[Records from a collection]
* * *

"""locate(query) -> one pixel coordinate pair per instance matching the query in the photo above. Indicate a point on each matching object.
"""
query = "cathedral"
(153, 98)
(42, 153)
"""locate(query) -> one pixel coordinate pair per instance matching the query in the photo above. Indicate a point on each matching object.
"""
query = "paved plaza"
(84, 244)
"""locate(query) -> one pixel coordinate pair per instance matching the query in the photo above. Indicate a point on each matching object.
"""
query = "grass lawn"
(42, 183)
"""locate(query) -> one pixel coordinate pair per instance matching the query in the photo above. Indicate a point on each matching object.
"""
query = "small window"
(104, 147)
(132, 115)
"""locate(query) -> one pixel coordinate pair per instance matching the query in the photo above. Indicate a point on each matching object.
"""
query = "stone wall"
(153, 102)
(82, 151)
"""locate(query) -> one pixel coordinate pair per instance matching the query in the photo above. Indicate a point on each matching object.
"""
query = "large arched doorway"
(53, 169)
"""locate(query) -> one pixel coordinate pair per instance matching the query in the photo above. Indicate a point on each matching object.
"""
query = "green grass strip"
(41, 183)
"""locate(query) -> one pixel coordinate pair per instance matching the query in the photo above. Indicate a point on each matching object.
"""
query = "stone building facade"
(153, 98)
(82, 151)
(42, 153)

* * *

CHALLENGE: Retype all of the entries precisely as they are.

ANSWER TO THE TASK:
"""locate(query) -> one pixel coordinate pair per instance matching the query in the photo above. Indicate a point on each matching object.
"""
query = "cathedral"
(153, 98)
(42, 153)
"""locate(query) -> one pixel coordinate pair per instance matching the query in the photo above. Indicate a point on each matching object.
"""
query = "paved plaza"
(84, 244)
"""locate(query) -> one pixel coordinate pair per instance matching the query in the photo above. Indicate a point on each matching object.
"""
query = "grass lawn"
(42, 183)
"""locate(query) -> one pixel coordinate pair per instance matching the query in the photo above. Indicate a point on each matching object.
"""
query = "small window"
(104, 147)
(132, 115)
"""locate(query) -> one pixel coordinate pair per instance matching the query in the photo above. Indicate a point on each matching object.
"""
query = "stone wall"
(153, 102)
(82, 151)
"""locate(query) -> one pixel coordinate pair per instance matching the query in the photo above. Indicate a point on each matching object.
"""
query = "large arched doorway"
(53, 169)
"""locate(query) -> one pixel coordinate pair per instance matching the query in the photo above. Indicate a point on each matching object.
"""
query = "green grass strip"
(41, 183)
"""locate(query) -> one pixel coordinate pair per instance matching the query in the photo above. Indicate a point on each matching object.
"""
query = "stone building facade"
(153, 98)
(82, 151)
(42, 153)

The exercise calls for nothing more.